What to produce:
Count how many lines in the items below contain the word "shape". State only that number.

Dataset entries:
## start

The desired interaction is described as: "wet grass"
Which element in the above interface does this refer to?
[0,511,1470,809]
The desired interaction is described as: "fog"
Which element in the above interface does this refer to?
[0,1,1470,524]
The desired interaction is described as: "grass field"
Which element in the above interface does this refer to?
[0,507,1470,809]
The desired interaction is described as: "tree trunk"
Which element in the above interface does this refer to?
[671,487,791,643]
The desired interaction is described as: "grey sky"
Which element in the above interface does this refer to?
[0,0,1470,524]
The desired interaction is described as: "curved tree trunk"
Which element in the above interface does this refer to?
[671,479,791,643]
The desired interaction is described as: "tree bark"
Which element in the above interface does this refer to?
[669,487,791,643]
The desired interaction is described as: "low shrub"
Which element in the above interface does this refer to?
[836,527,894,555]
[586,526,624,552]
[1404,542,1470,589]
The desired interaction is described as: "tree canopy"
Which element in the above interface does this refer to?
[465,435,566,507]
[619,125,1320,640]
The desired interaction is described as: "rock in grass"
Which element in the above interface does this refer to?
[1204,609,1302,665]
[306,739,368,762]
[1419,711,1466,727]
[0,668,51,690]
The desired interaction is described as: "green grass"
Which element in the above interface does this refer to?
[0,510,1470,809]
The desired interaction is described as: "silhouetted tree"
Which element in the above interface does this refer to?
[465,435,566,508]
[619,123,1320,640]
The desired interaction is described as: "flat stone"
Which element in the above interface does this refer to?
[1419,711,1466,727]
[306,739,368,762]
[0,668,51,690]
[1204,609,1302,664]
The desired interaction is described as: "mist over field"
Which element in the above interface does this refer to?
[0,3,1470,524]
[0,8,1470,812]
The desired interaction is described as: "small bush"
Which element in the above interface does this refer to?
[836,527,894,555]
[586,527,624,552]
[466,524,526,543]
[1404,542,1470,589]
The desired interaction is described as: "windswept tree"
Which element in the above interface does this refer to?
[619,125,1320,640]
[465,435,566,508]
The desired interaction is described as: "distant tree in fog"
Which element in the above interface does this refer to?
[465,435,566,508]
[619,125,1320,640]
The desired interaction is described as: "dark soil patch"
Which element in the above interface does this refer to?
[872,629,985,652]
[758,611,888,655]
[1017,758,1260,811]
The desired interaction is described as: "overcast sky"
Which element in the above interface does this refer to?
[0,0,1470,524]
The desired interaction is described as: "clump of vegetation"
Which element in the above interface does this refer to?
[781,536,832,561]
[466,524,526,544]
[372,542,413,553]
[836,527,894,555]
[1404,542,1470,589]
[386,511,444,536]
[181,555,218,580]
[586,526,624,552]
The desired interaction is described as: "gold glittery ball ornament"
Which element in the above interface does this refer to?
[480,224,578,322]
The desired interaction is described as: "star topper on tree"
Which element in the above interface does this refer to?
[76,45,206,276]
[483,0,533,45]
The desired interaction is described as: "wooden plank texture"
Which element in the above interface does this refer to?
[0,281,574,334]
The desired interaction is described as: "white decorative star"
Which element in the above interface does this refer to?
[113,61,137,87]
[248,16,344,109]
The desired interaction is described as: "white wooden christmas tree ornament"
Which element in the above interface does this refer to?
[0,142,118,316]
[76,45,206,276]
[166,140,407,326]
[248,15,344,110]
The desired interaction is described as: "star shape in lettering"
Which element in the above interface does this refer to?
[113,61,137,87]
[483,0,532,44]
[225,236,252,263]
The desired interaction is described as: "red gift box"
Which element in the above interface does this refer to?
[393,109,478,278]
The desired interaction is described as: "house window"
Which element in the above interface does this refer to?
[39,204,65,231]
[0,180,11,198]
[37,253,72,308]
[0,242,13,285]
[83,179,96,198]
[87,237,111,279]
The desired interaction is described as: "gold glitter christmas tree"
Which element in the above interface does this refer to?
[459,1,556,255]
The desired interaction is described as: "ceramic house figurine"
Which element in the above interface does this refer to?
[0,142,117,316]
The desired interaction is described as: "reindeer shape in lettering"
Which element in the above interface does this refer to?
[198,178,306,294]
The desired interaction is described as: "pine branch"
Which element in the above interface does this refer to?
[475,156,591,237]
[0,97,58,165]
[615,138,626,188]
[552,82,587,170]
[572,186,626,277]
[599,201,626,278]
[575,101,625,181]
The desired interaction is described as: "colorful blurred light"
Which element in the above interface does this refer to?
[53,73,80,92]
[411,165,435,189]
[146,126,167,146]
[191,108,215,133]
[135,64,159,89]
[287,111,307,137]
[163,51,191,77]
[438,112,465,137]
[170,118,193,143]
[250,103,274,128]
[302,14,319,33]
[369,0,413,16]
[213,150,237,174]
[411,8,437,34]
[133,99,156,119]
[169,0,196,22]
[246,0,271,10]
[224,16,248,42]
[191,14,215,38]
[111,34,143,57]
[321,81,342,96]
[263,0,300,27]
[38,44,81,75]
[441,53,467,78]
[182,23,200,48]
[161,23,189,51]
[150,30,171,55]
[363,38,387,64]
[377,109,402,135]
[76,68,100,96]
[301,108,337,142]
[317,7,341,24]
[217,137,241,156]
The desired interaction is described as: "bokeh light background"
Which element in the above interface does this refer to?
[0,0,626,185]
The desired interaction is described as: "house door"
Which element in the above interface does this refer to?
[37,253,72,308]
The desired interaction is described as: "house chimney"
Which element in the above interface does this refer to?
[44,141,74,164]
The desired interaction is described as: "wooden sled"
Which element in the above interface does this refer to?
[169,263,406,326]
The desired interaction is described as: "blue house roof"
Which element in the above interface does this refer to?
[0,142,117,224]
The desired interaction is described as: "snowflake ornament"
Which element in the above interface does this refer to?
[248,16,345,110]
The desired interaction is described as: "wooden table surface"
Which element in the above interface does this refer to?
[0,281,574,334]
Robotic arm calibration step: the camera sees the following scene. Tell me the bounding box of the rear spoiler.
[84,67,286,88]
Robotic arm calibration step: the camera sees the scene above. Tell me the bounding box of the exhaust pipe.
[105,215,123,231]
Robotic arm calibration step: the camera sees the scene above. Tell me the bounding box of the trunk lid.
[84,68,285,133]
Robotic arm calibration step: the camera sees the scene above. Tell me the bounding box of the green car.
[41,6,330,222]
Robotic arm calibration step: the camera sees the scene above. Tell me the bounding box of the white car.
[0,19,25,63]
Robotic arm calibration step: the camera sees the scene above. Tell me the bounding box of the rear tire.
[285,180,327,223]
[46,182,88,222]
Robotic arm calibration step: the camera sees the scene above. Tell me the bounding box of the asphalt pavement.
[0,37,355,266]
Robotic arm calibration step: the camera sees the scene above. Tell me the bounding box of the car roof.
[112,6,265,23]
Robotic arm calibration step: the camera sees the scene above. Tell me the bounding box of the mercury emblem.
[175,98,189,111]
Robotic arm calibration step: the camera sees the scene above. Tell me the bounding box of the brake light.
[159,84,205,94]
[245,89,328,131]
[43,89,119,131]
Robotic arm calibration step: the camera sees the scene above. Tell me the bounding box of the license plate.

## end

Finished task:
2